** Work to complete **
Retype every one of the items below without changing a single character.

-- BEGIN --

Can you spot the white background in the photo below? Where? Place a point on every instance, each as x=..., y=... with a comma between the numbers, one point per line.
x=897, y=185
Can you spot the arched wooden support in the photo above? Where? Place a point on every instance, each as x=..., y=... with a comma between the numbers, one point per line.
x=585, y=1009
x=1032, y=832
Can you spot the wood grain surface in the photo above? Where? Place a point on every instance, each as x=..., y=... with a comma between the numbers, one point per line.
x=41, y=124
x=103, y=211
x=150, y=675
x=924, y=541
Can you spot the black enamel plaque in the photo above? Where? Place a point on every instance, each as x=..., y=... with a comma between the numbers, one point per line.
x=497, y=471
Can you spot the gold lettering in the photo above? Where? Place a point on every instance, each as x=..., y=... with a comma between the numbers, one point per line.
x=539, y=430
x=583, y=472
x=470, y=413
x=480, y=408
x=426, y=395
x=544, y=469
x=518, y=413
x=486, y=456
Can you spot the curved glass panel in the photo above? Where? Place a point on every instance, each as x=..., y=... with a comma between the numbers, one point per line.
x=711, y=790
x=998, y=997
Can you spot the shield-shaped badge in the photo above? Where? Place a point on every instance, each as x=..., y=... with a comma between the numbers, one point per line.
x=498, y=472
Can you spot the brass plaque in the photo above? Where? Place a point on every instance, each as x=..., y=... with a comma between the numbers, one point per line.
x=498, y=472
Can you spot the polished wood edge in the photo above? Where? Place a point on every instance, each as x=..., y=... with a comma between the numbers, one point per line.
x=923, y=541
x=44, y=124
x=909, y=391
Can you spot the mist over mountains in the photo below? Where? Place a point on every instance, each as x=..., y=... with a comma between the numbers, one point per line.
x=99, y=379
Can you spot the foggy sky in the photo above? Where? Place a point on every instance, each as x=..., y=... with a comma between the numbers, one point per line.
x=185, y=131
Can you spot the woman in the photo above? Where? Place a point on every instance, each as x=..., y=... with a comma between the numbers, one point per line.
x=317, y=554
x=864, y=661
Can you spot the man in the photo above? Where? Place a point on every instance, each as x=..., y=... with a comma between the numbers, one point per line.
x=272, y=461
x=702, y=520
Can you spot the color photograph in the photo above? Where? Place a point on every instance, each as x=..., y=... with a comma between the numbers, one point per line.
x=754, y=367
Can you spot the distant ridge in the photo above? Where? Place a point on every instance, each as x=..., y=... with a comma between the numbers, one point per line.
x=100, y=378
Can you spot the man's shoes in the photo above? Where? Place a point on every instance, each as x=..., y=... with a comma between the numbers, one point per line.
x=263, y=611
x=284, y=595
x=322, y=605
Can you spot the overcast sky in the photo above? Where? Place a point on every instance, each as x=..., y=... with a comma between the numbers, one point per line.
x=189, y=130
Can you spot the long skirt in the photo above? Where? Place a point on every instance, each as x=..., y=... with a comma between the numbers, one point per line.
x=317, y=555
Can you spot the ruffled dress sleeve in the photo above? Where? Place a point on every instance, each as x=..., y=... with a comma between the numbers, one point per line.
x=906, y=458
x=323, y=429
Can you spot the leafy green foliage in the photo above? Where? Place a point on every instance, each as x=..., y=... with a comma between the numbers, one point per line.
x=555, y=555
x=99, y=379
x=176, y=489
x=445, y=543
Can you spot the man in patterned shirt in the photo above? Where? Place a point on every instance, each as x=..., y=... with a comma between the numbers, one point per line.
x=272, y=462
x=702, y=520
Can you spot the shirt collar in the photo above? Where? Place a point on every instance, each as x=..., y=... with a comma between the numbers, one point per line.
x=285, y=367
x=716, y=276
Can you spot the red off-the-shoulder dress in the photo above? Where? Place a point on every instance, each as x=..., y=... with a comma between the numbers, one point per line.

-- END --

** Task solution **
Can you spot the white background in the photo below? Where? Place a point on every instance, each as x=..., y=... with a comma between the numbers, one point per line.
x=897, y=185
Can you spot the arched wooden support in the photo above? Where? Place a point on every instance, each as x=..., y=... with a comma between the numbers, one point per line.
x=585, y=1009
x=1032, y=832
Can you spot the wood grain surface in the photo above? Where? Place a point on every instance, each as x=..., y=... with a comma between the numbers, one point per line.
x=41, y=124
x=103, y=211
x=150, y=675
x=924, y=541
Can you spot the black enamel plaque in the photo above? Where? Place a point on every instance, each as x=..., y=... with a comma between the numbers, one point per line.
x=497, y=471
Can you spot the gold lettering in the photo above? Where? Place a point on every instance, each as x=..., y=... with a comma between the numbers, one point per line.
x=539, y=430
x=583, y=472
x=470, y=413
x=480, y=408
x=426, y=395
x=544, y=469
x=518, y=413
x=486, y=456
Can you spot the curved glass panel in the photo above? Where? Place a point on every instance, each as x=..., y=... with a comma between the numbers, one point per line.
x=711, y=790
x=998, y=997
Can you spot the shield-shaped badge in the photo above? Where? Place a point on every instance, each as x=..., y=... with a comma between the numbers, one point per line.
x=498, y=472
Can you spot the brass plaque in the photo above? Where? Place a point on every instance, each as x=..., y=... with a comma between the numbers, one point per line.
x=498, y=472
Can you spot the polished wood edge in the photo above? Where? Place a point on every instance, each as x=..., y=... with a comma between the numbers, one point per line.
x=923, y=541
x=44, y=124
x=909, y=391
Can you spot the mist over mountains in the photo below? Where? Place a point on every instance, each as x=..., y=... with a comma between the numbers, one point per line.
x=99, y=379
Can you spot the foggy sky in the photo above? Where? Place a point on every instance, each as x=..., y=... with a comma between the numbers, one point per line.
x=185, y=131
Can you spot the woman in the photo above? Where? Place a point on every instance, each as x=..., y=... with a comma between the numbers, one point per line.
x=317, y=554
x=864, y=661
Can you spot the man in the photo above? Where? Place a point on every instance, each as x=..., y=... with a comma between the numbers, one point per line.
x=272, y=461
x=702, y=520
Can you spot the color photograph in the photo above? Where? Place a point on every instance, each as x=..., y=... with a comma between the numbers, one point per line.
x=754, y=367
Can you spot the distant ridge in the photo above? Where? Place a point on every instance, each as x=..., y=... with a comma between the numbers, one point per line.
x=100, y=378
Can you spot the man's shoes in the photo above? Where? Place a point on every instance, each as x=..., y=... with a comma between the numbers, one point per line.
x=263, y=611
x=284, y=595
x=322, y=605
Can you spot the overcast sky in the photo above? Where? Place a point on every instance, each as x=..., y=... with a comma between the numbers, one point per line.
x=189, y=130
Can you spot the long skirt in the photo above? Where? Place a point on every instance, each as x=..., y=... with a comma between the numbers, one point per line.
x=317, y=555
Can you spot the ruffled dress sleeve in the photo above? Where? Place a point on every instance, each as x=..., y=... with a comma between the numbers, one point per line.
x=906, y=458
x=323, y=429
Can you spot the leafy green foliage in the photo above? Where? Place a point on every instance, each as x=..., y=... with a comma between the numbers, one point per line.
x=555, y=555
x=99, y=379
x=176, y=489
x=445, y=543
Can you spot the man in patterned shirt in the photo above? Where? Place a point on every instance, each as x=..., y=... with a comma between the numbers, one point per line.
x=272, y=462
x=702, y=520
Can you spot the shirt collar in the photo above? Where? Place a point on every instance, each as x=..., y=... with a comma between the numbers, one point per line.
x=285, y=367
x=716, y=276
Can you spot the red off-the-shoulder dress in the photo above? Where? Place a point on every instance, each as x=..., y=... with a comma between the numbers, one point per line.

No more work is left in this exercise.